> WHAT TO DO:
Verbatim copy without images: return all of the data as it stands.

_ _ _ _ _

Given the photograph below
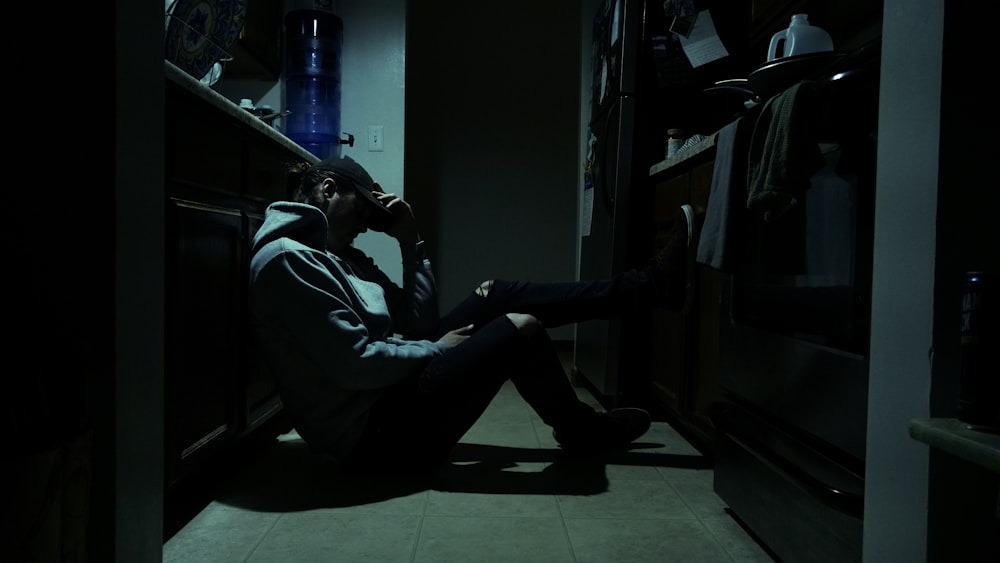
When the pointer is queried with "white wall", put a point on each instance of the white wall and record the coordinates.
(896, 475)
(372, 89)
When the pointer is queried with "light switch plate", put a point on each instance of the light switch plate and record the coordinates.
(375, 140)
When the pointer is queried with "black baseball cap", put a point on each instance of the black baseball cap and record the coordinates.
(345, 168)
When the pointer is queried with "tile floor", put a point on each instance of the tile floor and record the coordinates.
(509, 495)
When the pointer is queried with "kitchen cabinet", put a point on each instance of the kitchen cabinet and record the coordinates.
(223, 166)
(685, 344)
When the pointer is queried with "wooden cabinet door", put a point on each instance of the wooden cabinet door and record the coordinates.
(668, 364)
(204, 313)
(259, 400)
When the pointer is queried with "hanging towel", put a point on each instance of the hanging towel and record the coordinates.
(725, 213)
(784, 151)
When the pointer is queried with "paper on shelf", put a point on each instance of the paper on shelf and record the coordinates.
(702, 44)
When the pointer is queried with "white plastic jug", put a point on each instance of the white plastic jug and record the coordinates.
(800, 38)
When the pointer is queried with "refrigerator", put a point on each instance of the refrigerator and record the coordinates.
(613, 169)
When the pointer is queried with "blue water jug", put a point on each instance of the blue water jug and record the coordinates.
(313, 43)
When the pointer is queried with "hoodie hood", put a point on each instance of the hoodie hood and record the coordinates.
(300, 222)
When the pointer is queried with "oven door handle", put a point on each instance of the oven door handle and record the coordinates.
(848, 503)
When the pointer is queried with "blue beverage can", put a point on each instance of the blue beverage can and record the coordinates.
(979, 382)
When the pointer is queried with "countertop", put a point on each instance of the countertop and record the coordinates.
(177, 76)
(686, 154)
(959, 439)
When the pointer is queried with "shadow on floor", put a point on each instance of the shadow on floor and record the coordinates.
(287, 477)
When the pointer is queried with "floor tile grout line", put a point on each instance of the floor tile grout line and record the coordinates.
(264, 536)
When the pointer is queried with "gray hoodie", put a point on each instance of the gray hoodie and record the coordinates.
(330, 325)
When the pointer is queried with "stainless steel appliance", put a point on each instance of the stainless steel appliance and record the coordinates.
(642, 85)
(622, 128)
(790, 451)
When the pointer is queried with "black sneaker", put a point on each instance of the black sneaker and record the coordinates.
(672, 266)
(610, 430)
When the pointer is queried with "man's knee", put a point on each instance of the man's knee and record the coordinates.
(484, 288)
(526, 324)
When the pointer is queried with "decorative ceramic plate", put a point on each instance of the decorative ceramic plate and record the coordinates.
(201, 32)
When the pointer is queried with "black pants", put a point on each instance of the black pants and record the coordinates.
(416, 423)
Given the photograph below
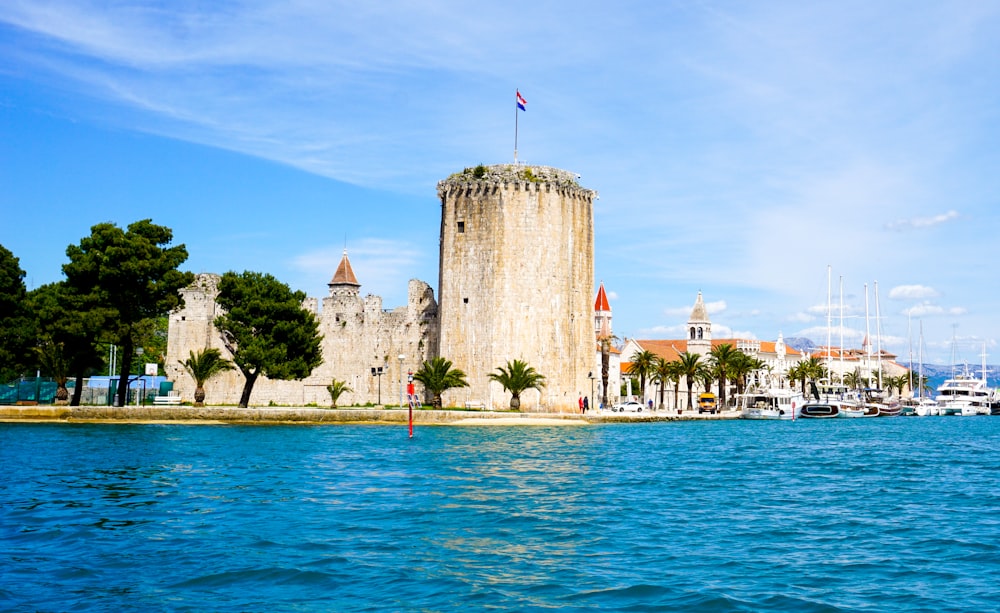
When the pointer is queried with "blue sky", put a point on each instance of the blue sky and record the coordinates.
(738, 148)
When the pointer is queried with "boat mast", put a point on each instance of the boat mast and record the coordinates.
(878, 337)
(841, 359)
(829, 323)
(909, 340)
(868, 339)
(920, 360)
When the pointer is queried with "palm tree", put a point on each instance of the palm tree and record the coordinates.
(812, 369)
(336, 389)
(853, 379)
(662, 373)
(707, 377)
(690, 366)
(517, 378)
(742, 367)
(643, 365)
(203, 366)
(438, 376)
(605, 339)
(724, 358)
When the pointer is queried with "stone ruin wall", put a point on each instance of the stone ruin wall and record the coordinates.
(357, 335)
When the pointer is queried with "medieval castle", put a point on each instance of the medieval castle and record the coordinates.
(515, 282)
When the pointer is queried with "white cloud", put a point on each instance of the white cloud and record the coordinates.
(922, 222)
(912, 292)
(715, 307)
(657, 332)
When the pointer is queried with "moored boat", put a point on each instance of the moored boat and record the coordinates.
(769, 404)
(964, 395)
(829, 400)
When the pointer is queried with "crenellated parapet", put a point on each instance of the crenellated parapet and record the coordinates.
(490, 180)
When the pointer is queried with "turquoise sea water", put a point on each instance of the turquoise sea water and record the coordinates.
(824, 515)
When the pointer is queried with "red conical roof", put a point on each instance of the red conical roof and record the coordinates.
(601, 304)
(344, 274)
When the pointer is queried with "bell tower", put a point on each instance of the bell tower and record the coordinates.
(699, 329)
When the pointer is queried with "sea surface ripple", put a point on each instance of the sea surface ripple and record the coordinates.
(825, 515)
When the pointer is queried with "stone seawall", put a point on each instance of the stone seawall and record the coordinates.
(275, 415)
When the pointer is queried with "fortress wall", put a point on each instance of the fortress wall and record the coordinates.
(355, 338)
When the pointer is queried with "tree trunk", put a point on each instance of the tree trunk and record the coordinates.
(605, 359)
(247, 388)
(123, 371)
(62, 394)
(77, 392)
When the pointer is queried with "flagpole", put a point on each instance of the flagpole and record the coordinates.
(515, 128)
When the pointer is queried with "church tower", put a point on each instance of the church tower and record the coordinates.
(516, 281)
(699, 329)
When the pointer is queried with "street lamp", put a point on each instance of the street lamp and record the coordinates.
(590, 375)
(401, 358)
(377, 372)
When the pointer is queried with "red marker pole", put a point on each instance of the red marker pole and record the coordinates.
(409, 395)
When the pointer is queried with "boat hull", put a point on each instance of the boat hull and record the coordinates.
(819, 411)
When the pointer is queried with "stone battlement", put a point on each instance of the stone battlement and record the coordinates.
(487, 179)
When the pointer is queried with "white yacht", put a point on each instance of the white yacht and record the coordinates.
(964, 395)
(830, 400)
(771, 403)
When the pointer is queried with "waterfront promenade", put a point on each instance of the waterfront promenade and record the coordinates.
(313, 415)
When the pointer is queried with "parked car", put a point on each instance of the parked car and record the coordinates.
(627, 407)
(706, 403)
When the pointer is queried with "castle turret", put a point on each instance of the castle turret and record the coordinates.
(516, 281)
(602, 312)
(344, 283)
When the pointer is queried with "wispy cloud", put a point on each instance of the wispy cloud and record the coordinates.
(713, 308)
(927, 309)
(912, 292)
(922, 222)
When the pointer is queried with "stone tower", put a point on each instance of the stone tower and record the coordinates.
(699, 329)
(516, 282)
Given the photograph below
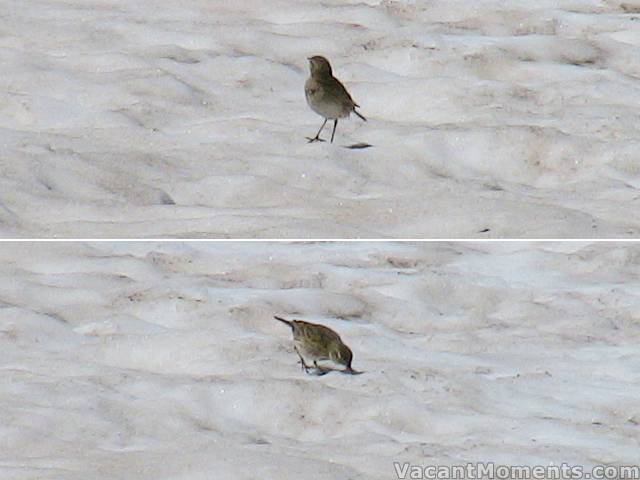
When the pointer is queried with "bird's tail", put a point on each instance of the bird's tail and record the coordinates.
(283, 320)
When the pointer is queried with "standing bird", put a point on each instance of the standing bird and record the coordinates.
(327, 96)
(317, 342)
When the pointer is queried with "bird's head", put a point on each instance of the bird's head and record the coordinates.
(319, 66)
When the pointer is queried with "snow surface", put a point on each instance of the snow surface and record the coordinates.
(162, 361)
(488, 118)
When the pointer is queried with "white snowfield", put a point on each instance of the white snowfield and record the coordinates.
(163, 361)
(487, 118)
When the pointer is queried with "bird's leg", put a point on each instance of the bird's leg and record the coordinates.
(335, 124)
(317, 137)
(303, 365)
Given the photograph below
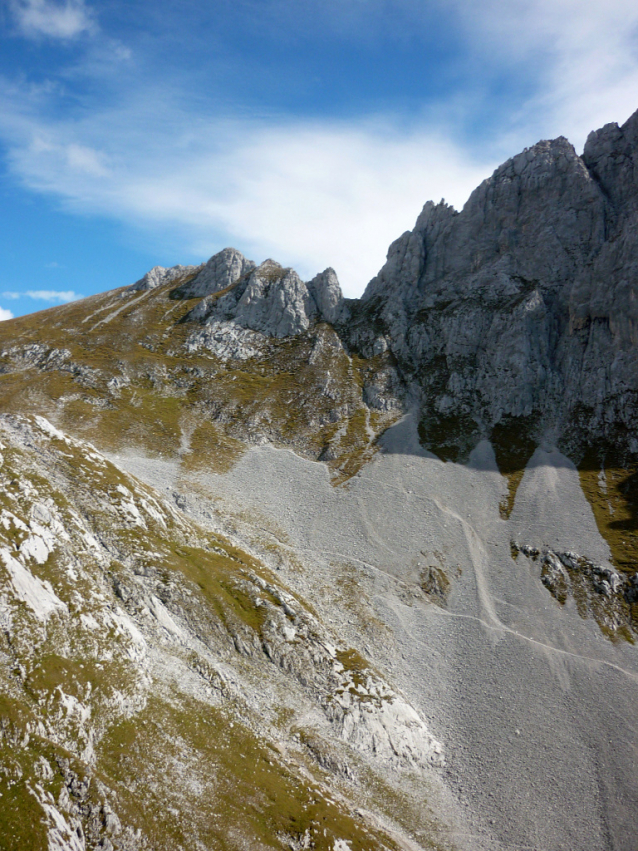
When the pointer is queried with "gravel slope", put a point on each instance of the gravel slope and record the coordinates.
(535, 707)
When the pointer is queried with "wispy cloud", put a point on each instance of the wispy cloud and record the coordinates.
(317, 192)
(310, 193)
(61, 20)
(51, 296)
(579, 56)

_ _ _ _ _

> EXERCISE RESPONSE:
Given the photograph below
When the pointer is queried with "white wall", put a point on each instance of the white wall and record the coordinates.
(896, 475)
(372, 89)
When the pointer is queried with "light switch plate", put a point on each instance of the light switch plate and record the coordinates.
(375, 140)
When the pointer is queried with "black baseball cap", put a point on each instance of the black baseball cap and record the coordinates.
(345, 168)
When the pointer is queried with "tile floor", put a point on each instance of the tile floor and record the coordinates.
(509, 495)
When the pointer is queried with "kitchen cabinet", put a point on each instance of the kitchen cabinet and record the coordinates.
(223, 166)
(685, 344)
When the pointer is queried with "wooden cabinet door", put a point on each instance of the wooden cabinet door and record the coordinates.
(668, 364)
(204, 313)
(259, 400)
When the pointer is queried with "hanging towel", put a point on each instance of the hanging towel and record the coordinates.
(725, 213)
(784, 151)
When the pointer is queried with "paper on shelf", put a point on each instance of the paper on shelf and record the coordinates.
(702, 44)
When the pointer is queried with "white plastic jug", put a point on each instance of the white plastic jug and record the coordinates.
(800, 38)
When the pointer is queried with "refrigerator", put a point on each instance of the refrigerator and record the coordinates.
(613, 169)
When the pointer is queried with "blue water jug", put a point on each instance of the blue water jug and record the coordinates.
(313, 43)
When the pointer is queried with "hoodie hood", put a point on each instance of the hoodie hood and record the coordinates.
(300, 222)
When the pointer is queried with "oven door handle", put a point on each instance of the oven door handle and record the coordinates.
(848, 503)
When the pointer is queried with "blue beverage can", put a point on each instance of the blue beverage can and record the coordinates.
(979, 382)
When the pointer is queried with "countertop", put a point on each instance of the countertop and record the coordinates.
(177, 76)
(686, 154)
(959, 439)
When the pointer is queried with "shadow on floor", put a point on each instance of the shadow on floor and record the coordinates.
(287, 477)
When the pointer is queried with "floor tile grout line", put a point on each instance of the floor tile grout line and record the coordinates.
(264, 536)
When the pointer is queried with "gray hoodie", put a point on each instance of the gray hoodie and record the coordinates.
(330, 325)
When the pointer is queried with "stainless steel appliance", put a point on each instance of the stainless steel appliance and record the coordinates.
(642, 85)
(622, 128)
(790, 451)
When the pointer is queried with "black sneaker", put a point on each instance of the black sneaker and record the coordinates.
(672, 266)
(610, 430)
When the pointer is queried with "man's knee", put a point on each instance of the man's knee and record the coordinates.
(484, 288)
(526, 324)
When the pointer is queried with "decorative ceramic plate", put a point on each instance of the decorative ceramic plate and record the coordinates.
(201, 32)
When the pointer is queried with "black pants", put a point on each instance of the black pants and record the coordinates.
(416, 423)
Given the photograph below
When the pointer is queried with "blue sky", put a point on each instance of the blue sky and record the coordinates.
(738, 148)
When the pointer is queried with "boat mast", put a point on each instance of the boat mast and record the coordinates.
(878, 337)
(841, 359)
(829, 323)
(909, 340)
(868, 339)
(920, 360)
When the pointer is queried with "palm tree", put a point on each instance of the palm tree and record the coordinates.
(812, 369)
(336, 389)
(853, 379)
(662, 373)
(707, 377)
(690, 366)
(517, 378)
(742, 367)
(643, 365)
(203, 366)
(438, 376)
(605, 339)
(724, 358)
When the pointer is queried with "stone ruin wall", put a point on each instance of the stone ruin wall and record the coordinates.
(357, 335)
When the pointer is queried with "medieval castle", put a point on each instance of the medieval castle and record the coordinates.
(515, 282)
When the pointer is queried with "white cloud", put a point on each instance of the white cloud and record the coordinates.
(922, 222)
(912, 292)
(715, 307)
(657, 332)
When the pointer is queried with "moored boat", put a point on each instance of the moored boat and record the coordinates.
(769, 404)
(964, 395)
(829, 400)
When the pointer is queried with "crenellated parapet", put a point on each instance of the crenellated parapet and record the coordinates.
(490, 180)
When the pointer is queried with "turquoise sea water", put a point on each instance of the turquoise sea water and record the coordinates.
(824, 515)
When the pointer is queried with "red conical roof", put a point on each instance of the red conical roof and record the coordinates.
(601, 304)
(344, 274)
When the pointer is queried with "bell tower", put a point on each instance of the bell tower and record the coordinates.
(699, 329)
When the pointer is queried with "sea surface ripple", put a point on each instance of the sea surface ripple and record the coordinates.
(825, 515)
When the pointer is queried with "stone seawall", put a point on each instance of the stone seawall and record the coordinates.
(275, 415)
When the pointer is queried with "fortress wall", put a point on each instance of the fortress wall and record the coordinates.
(355, 338)
When the pointer is queried with "tree trunk", put a point on each instance of the tree trunk and record the coordinates.
(605, 359)
(247, 388)
(123, 371)
(62, 394)
(77, 392)
When the pointer is queried with "flagpole", put a point on each instance of the flagpole and record the coordinates.
(515, 128)
When the pointer is queried with "church tower", put a point on each instance of the church tower and record the coordinates.
(516, 281)
(699, 329)
When the pointer is queried with "street lamp", put a point on each instance of the street lamp and record the coordinates.
(590, 375)
(401, 358)
(377, 372)
When the pointer is queried with "red marker pole", put a point on each instance of the red marker pole and record the coordinates.
(409, 395)
When the pointer is queried with "boat hull", put a point on each instance of the boat hull and record the coordinates.
(819, 411)
When the pointer is queried with "stone battlement", put a point on each instance of the stone battlement and record the coordinates.
(487, 179)
When the pointer is queried with "white yacht", put a point on each instance of the white yacht and record the coordinates.
(964, 395)
(830, 400)
(771, 403)
When the pointer is queried with "waterfront promenade", put a point on each instance of the waterfront promenade and record the coordinates.
(313, 415)
When the pointer is queried with "parked car", put a point on each instance of the parked car and record the coordinates.
(627, 407)
(706, 403)
When the pointer is queried with "castle turret", put a point on each instance of the castle turret and record the coordinates.
(516, 281)
(602, 312)
(344, 283)
When the pointer is queried with "wispy cloud", put a point on each instance of the wispy cloud and record the coordinates.
(713, 308)
(927, 309)
(912, 292)
(922, 222)
When the pointer is queried with "stone tower", put a point on each instance of the stone tower and record the coordinates.
(699, 329)
(516, 282)
Given the photograph below
When the pointer is queried with "bird's tail", put a point on each instance of the bird's tail and record the coordinates.
(283, 320)
When the pointer is queried with "standing bird", put a point on each instance of the standing bird and record the coordinates.
(327, 96)
(317, 342)
When the pointer is queried with "bird's head", put a point on each instance of the bird's head and record the coordinates.
(319, 66)
When the pointer is queried with "snow surface", put a point on each instance of the snow surface and record the coordinates.
(162, 361)
(488, 118)
When the pointer is queried with "white snowfield", put a point on each instance of the white snowfield and record the coordinates.
(163, 361)
(487, 118)
When the pointer is queried with "bird's leg", put a point on each instance of the bird's leg and record the coordinates.
(335, 124)
(317, 137)
(303, 365)
Given the photograph below
When the pointer is queried with "gravel slope", put a point on each instance of the gravel slope and record the coordinates.
(535, 707)
When the pointer is queried with "wispy cloud", put a point on each instance of the wispy cloud and record the coordinates.
(317, 192)
(310, 193)
(61, 20)
(51, 296)
(579, 56)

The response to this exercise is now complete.